### PROBLEM DESCRIPTION
Gather each line of the listing below that contains the string "door". Treat uppercase and lowercase letters as different.

### ENTRIES PROVIDED
* * *

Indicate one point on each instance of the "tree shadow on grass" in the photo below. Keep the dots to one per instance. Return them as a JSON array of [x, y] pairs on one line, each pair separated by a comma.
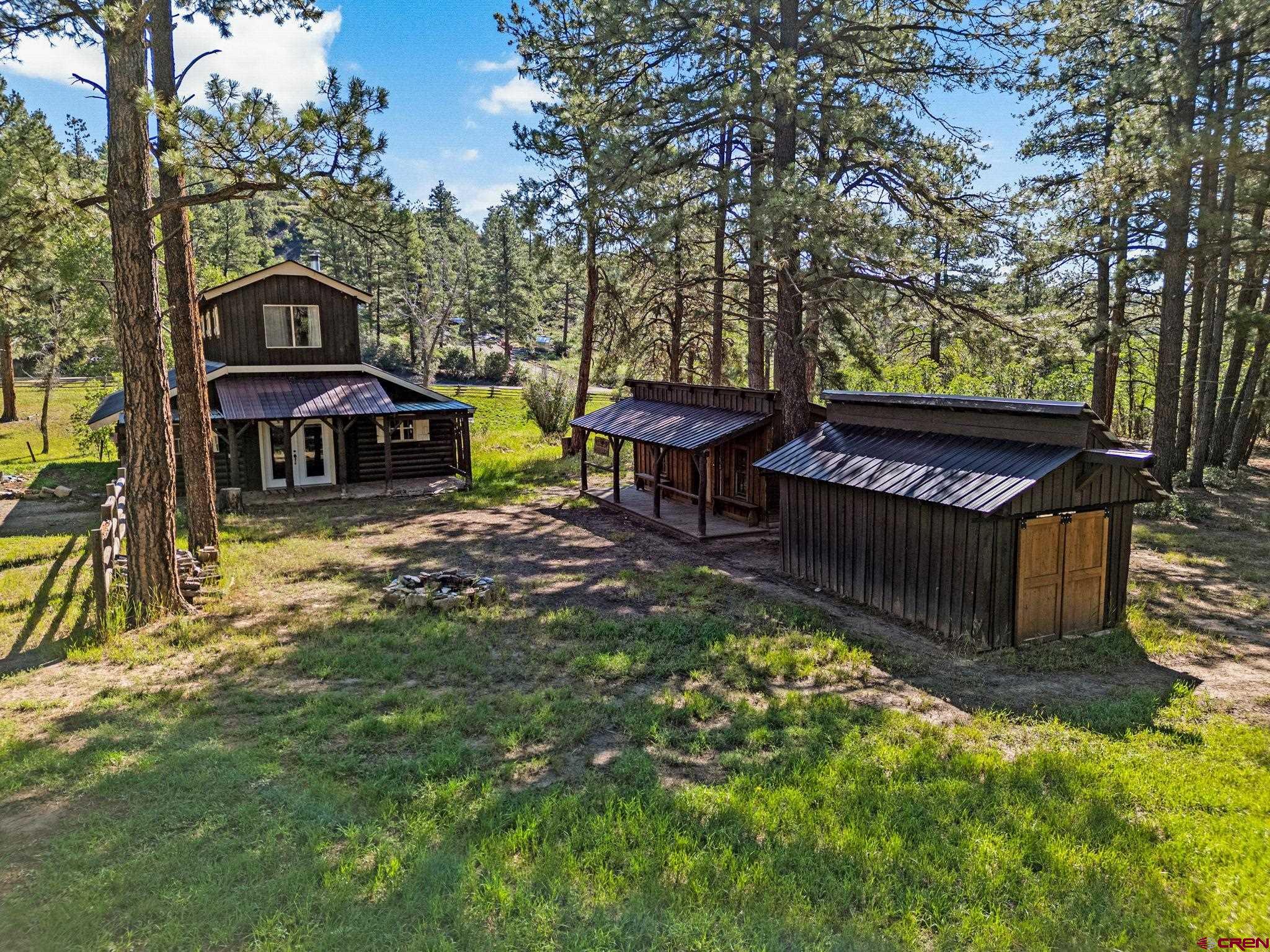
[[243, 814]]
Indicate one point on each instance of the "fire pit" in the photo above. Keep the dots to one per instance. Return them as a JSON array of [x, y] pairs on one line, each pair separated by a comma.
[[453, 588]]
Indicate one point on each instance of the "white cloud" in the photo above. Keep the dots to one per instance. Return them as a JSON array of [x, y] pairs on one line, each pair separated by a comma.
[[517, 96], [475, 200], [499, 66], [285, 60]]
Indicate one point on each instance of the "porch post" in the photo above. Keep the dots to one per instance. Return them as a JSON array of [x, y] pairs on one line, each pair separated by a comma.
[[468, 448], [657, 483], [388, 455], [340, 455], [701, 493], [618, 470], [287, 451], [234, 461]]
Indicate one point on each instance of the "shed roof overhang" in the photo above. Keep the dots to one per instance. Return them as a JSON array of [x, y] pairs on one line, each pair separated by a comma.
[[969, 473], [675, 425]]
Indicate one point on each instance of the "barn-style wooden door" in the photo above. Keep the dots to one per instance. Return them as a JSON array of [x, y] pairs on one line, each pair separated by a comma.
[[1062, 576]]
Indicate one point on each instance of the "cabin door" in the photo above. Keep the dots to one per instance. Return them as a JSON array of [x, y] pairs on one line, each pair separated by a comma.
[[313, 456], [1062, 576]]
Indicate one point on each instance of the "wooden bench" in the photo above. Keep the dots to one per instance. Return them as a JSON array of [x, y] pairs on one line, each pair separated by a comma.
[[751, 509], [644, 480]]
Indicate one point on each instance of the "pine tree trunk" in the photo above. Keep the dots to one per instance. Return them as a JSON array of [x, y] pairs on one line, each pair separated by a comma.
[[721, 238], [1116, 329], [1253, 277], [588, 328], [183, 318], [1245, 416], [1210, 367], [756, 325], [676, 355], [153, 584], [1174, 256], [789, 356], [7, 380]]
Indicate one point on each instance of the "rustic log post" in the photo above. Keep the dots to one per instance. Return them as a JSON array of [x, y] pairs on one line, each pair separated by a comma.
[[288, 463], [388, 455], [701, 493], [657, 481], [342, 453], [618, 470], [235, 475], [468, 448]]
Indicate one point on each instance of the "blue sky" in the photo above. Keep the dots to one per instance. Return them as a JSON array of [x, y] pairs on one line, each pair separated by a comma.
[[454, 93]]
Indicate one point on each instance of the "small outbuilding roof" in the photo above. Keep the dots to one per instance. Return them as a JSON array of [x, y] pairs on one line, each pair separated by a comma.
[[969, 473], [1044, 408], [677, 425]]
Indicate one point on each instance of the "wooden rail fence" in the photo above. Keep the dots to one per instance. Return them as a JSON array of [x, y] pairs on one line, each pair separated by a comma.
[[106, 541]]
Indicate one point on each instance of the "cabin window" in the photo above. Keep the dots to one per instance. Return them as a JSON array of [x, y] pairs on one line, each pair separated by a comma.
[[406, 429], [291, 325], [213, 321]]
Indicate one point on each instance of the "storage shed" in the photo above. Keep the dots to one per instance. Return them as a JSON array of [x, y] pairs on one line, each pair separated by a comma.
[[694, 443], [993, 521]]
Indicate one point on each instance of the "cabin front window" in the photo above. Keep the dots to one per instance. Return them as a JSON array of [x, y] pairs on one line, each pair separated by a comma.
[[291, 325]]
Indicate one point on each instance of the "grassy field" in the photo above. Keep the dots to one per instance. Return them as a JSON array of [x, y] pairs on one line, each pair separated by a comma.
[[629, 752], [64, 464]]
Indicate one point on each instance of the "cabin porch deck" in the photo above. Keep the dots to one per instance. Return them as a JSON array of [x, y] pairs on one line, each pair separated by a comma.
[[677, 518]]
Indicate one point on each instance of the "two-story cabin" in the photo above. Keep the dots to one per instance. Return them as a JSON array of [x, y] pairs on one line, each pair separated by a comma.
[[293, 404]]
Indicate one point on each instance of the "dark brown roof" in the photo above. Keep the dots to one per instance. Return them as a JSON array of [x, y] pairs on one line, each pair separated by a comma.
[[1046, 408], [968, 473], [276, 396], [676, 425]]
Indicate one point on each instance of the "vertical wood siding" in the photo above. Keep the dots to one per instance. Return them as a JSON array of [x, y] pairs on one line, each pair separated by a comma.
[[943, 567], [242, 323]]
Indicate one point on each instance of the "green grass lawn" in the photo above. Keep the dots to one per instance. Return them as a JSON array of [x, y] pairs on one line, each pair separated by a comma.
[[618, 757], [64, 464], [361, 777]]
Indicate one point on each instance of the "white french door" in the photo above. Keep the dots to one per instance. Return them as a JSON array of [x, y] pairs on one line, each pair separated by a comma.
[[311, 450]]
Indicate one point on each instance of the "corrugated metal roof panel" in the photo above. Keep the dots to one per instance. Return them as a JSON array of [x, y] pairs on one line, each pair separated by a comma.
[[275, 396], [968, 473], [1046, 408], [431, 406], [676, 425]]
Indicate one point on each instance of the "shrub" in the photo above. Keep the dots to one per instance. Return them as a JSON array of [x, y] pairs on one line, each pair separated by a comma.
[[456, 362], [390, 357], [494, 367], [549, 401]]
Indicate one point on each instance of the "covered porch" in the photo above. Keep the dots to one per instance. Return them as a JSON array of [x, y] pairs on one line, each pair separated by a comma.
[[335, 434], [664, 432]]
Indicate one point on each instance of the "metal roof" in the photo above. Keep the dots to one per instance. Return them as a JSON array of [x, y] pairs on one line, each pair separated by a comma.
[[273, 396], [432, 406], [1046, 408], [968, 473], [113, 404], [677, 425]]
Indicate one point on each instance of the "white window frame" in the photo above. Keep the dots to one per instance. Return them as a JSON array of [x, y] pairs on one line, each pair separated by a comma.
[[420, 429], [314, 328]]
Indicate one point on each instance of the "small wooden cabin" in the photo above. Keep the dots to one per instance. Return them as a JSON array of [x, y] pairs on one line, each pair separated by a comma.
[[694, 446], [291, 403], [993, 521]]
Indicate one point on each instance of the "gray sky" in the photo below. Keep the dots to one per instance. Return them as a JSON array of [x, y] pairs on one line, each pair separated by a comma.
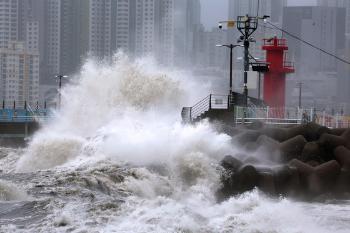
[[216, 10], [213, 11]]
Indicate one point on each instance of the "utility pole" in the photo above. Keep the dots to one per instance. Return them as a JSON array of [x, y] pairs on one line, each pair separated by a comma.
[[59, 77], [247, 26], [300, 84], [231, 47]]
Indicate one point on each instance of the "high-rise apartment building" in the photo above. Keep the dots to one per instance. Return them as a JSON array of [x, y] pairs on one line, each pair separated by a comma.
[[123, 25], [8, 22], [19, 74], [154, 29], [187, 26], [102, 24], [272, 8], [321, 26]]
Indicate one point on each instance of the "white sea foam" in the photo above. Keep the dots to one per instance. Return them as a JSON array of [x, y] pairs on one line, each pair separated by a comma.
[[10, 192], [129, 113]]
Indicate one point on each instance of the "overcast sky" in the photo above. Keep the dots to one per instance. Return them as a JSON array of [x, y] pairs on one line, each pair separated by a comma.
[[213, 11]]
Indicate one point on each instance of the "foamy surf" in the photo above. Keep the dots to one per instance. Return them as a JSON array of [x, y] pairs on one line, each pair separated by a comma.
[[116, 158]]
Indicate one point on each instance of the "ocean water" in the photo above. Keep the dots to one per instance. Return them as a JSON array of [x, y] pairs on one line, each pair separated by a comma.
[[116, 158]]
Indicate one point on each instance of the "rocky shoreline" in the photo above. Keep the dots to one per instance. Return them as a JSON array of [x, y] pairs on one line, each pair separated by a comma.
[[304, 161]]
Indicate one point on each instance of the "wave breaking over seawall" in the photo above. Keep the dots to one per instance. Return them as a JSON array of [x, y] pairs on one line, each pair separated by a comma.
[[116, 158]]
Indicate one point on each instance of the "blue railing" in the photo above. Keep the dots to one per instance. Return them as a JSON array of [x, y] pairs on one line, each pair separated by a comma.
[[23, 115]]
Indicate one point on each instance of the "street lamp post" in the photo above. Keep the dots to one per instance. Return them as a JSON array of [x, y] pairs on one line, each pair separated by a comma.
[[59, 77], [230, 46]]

* * *

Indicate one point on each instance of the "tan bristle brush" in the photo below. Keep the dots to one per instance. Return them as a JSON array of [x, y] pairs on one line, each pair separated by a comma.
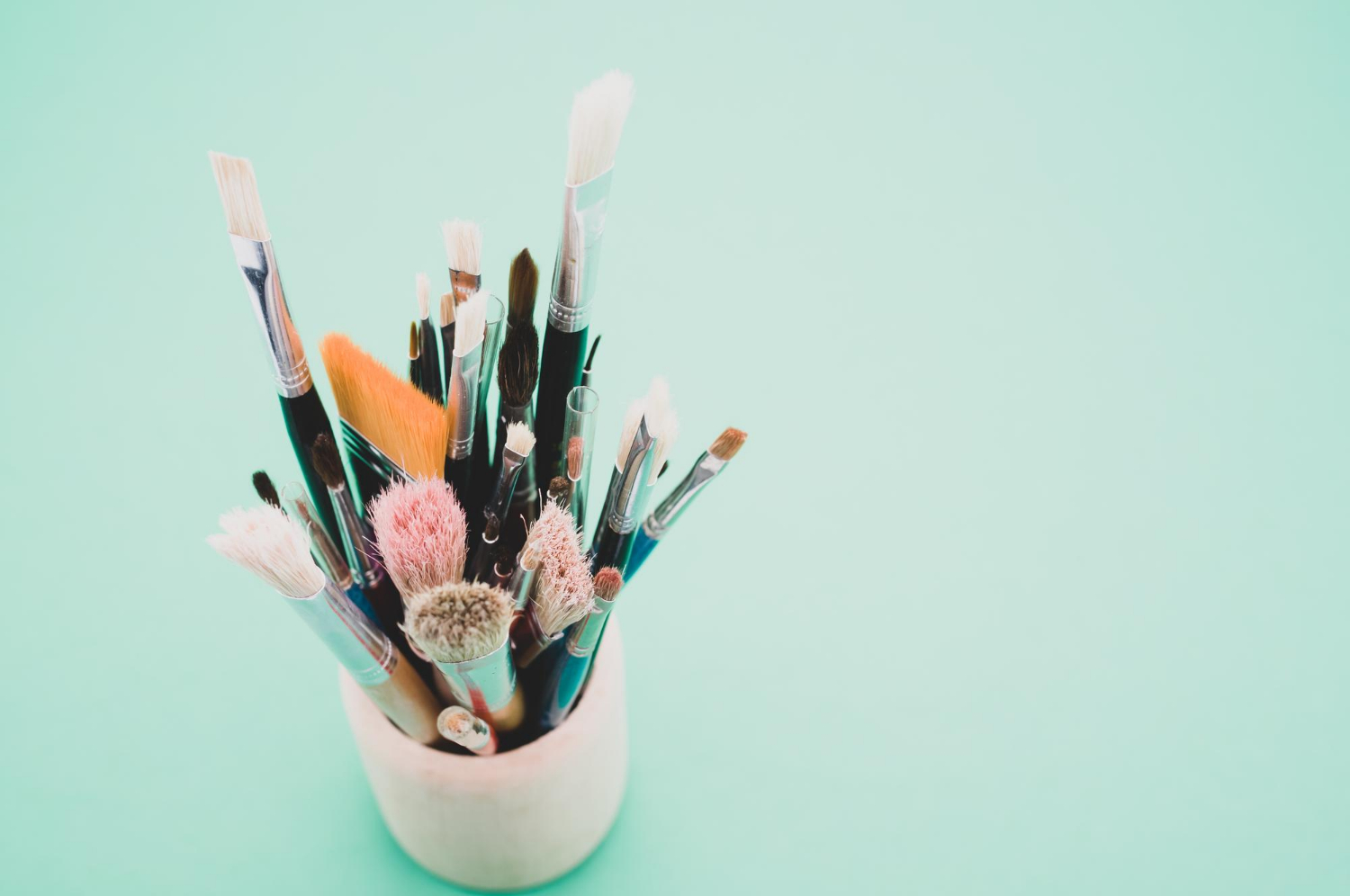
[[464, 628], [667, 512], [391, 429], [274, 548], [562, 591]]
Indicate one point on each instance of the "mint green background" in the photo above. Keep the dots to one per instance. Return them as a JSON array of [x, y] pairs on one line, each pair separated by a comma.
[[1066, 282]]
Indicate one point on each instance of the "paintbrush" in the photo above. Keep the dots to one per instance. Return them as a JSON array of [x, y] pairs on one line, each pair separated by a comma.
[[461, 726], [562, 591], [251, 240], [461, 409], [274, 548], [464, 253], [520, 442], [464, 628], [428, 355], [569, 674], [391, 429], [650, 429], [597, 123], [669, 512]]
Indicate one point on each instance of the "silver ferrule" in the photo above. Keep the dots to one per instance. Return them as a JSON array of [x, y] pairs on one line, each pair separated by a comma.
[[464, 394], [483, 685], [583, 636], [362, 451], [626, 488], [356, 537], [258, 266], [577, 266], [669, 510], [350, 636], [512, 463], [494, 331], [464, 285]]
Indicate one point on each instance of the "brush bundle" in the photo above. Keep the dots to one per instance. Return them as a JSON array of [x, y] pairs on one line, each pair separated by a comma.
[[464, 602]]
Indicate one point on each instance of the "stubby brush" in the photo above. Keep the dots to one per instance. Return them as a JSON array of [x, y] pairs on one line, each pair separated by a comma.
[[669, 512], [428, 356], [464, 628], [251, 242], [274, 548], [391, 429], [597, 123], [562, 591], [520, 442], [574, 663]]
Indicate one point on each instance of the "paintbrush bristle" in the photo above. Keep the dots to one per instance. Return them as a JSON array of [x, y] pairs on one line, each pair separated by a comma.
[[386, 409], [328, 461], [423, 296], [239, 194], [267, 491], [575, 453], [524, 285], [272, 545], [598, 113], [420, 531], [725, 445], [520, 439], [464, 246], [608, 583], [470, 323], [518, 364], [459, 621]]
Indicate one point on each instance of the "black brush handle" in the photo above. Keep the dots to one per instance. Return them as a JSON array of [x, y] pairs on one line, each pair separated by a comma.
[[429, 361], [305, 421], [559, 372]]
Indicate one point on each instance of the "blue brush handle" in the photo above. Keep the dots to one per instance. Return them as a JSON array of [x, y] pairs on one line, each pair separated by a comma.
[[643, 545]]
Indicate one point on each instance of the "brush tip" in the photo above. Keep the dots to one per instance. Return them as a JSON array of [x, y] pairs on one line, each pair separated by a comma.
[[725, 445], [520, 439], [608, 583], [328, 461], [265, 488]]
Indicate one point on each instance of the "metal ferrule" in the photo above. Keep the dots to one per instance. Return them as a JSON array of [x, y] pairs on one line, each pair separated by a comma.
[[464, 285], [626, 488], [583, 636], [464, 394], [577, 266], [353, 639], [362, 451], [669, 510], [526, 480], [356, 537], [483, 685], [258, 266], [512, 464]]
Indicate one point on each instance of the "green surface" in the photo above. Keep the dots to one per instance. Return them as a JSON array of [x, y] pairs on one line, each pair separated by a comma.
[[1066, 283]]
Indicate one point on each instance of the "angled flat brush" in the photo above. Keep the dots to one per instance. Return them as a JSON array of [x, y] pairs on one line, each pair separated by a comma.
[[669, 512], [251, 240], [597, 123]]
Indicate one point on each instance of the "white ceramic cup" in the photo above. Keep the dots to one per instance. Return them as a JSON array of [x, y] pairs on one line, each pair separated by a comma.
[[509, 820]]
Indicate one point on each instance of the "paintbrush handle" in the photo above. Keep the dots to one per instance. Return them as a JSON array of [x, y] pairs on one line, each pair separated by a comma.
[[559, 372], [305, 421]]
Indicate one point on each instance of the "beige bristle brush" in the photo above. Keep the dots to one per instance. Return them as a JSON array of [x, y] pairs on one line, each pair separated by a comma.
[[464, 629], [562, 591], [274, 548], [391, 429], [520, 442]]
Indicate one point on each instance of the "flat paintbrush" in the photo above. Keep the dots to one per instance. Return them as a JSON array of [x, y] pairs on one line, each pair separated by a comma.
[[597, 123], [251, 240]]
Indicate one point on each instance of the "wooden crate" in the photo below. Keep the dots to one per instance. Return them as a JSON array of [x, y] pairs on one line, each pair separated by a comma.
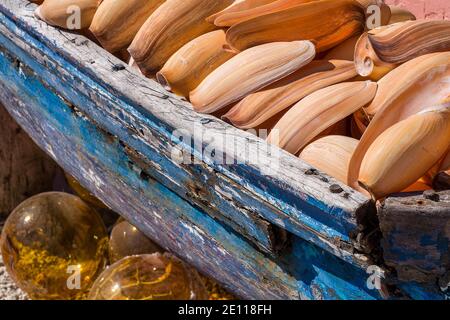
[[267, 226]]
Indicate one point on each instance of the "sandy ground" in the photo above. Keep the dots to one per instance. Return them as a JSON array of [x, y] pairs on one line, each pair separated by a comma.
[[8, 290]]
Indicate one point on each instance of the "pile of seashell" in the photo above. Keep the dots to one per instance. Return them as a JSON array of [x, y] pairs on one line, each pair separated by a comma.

* * *

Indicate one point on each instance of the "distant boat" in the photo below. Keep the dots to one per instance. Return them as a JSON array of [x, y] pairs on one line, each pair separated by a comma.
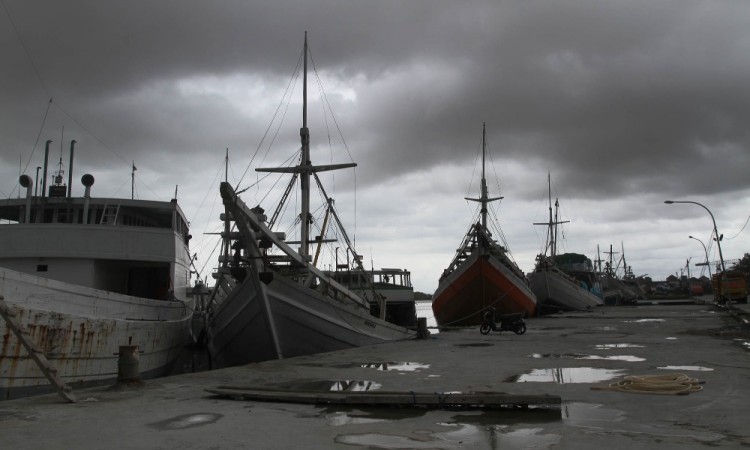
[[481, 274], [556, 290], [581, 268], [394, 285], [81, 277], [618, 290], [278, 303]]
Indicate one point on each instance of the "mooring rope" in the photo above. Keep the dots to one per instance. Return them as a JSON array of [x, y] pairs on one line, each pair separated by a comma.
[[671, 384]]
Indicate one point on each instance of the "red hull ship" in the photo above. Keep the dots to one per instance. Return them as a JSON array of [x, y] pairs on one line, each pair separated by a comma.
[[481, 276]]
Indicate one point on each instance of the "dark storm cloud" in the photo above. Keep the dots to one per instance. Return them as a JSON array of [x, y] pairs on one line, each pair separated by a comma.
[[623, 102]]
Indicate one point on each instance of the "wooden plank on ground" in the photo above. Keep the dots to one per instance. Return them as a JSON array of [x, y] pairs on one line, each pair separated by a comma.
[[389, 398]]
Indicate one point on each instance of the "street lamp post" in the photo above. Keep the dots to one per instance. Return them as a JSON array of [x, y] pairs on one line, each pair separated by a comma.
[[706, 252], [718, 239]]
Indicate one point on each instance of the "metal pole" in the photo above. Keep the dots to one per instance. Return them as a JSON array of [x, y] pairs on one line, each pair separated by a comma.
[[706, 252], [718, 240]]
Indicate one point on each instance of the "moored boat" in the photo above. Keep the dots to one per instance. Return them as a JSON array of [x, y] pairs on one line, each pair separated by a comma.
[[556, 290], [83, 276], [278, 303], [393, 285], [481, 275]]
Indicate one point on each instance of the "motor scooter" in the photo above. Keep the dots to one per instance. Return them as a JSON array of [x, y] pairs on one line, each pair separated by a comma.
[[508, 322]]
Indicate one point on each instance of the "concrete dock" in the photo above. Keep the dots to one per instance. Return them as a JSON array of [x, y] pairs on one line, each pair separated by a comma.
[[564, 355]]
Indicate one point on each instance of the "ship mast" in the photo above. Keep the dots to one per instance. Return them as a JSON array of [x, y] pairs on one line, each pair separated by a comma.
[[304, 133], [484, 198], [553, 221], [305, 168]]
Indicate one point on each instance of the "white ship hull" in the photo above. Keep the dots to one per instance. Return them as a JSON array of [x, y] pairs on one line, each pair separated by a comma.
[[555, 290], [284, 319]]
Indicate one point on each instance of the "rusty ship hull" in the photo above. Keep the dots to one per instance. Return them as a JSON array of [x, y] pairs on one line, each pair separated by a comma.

* * *

### ANSWER FOR THIS EXERCISE
Indicate one point on each instance of the "barn-style wooden door" in the photo above. Keep the dots to one per instance. Return them as a JSON array of [x, y] pairs on one line, each pair separated by a comma.
Indicate one point on each instance of the "cabin door" in the photo above. Keep the dots to one per instance. Return them as a JSON array of [x, y] pairs on one line, each pair separated by a comma.
Indicate one point on each instance of the "white french door" in the photo above. Keep the dots to one per instance. Return them as a JSON array of [x, y] pairs on one line, each pair separated by a comma.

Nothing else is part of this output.